- **Required work**: Reproduce the news report on South Africa's expired cancer strategy word for word, in full.

- **Study text**:

━━━━━━━━━━━━━━━━━━━━━━━━━━━━━━

With the incidence of cancers in South Africa predicted to almost double by 2030, government's strategy to combat cancer has not been updated for two years, writes Chris Bateman for MedicalBrief.
The National Health Department director for non-communicable diseases, Dr Busisiwe Ndlovu, told a recent workshop that the official new cancer prevention and control strategy to replace the expired one was on the "verge” of being signed by the Director-General of Health, Dr Sandile Buthelezi. The expired strategy was still being used by the department but needed ‘evaluation and revision’, she added. She also admitted that the ministerial advisory committee on cancer prevention and control was defunct and needed to be re-established.
This comes as cancer was dubbed ‘the new HIV,’ by several among three dozen top cancer research and innovation experts attending the workshop in Durban recently. NCDs such as heart disease, cancer and diabetes are now the leading cause of death worldwide and in many countries have surpassed communicable diseases as the primary cause of mortality. The workshop is a collaboration between the University of Pretoria’s Nuclear Medicine Research Infrastructure (UP-NuMERI), the SA Medical Research Council (SAMRC), the Department of Science, Technology and Innovation (DSTI), the National Department of Health (NDOH). They form part of a broader effort to map the current cancer research landscape, assess key challenges, identify national priorities, and collaboratively shape a robust forward-looking strategy.

━━━━━━━━━━━━━━━━━━━━━━━━━━━━━━

- **Collected data**:
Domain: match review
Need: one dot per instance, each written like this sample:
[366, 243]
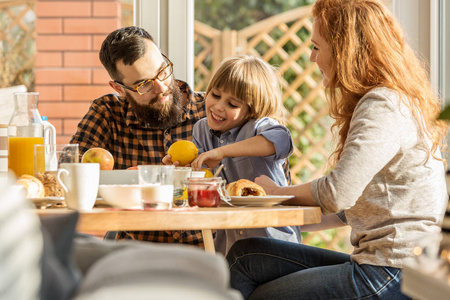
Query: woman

━━━━━━━━━━━━━━━━━━━━━━━━━━━━━━

- **Solution to the exercise**:
With the incidence of cancers in South Africa predicted to almost double by 2030, government's strategy to combat cancer has not been updated for two years, writes Chris Bateman for MedicalBrief.
The National Health Department director for non-communicable diseases, Dr Busisiwe Ndlovu, told a recent workshop that the official new cancer prevention and control strategy to replace the expired one was on the "verge” of being signed by the Director-General of Health, Dr Sandile Buthelezi. The expired strategy was still being used by the department but needed ‘evaluation and revision’, she added. She also admitted that the ministerial advisory committee on cancer prevention and control was defunct and needed to be re-established.
This comes as cancer was dubbed ‘the new HIV,’ by several among three dozen top cancer research and innovation experts attending the workshop in Durban recently. NCDs such as heart disease, cancer and diabetes are now the leading cause of death worldwide and in many countries have surpassed communicable diseases as the primary cause of mortality. The workshop is a collaboration between the University of Pretoria’s Nuclear Medicine Research Infrastructure (UP-NuMERI), the SA Medical Research Council (SAMRC), the Department of Science, Technology and Innovation (DSTI), the National Department of Health (NDOH). They form part of a broader effort to map the current cancer research landscape, assess key challenges, identify national priorities, and collaboratively shape a robust forward-looking strategy.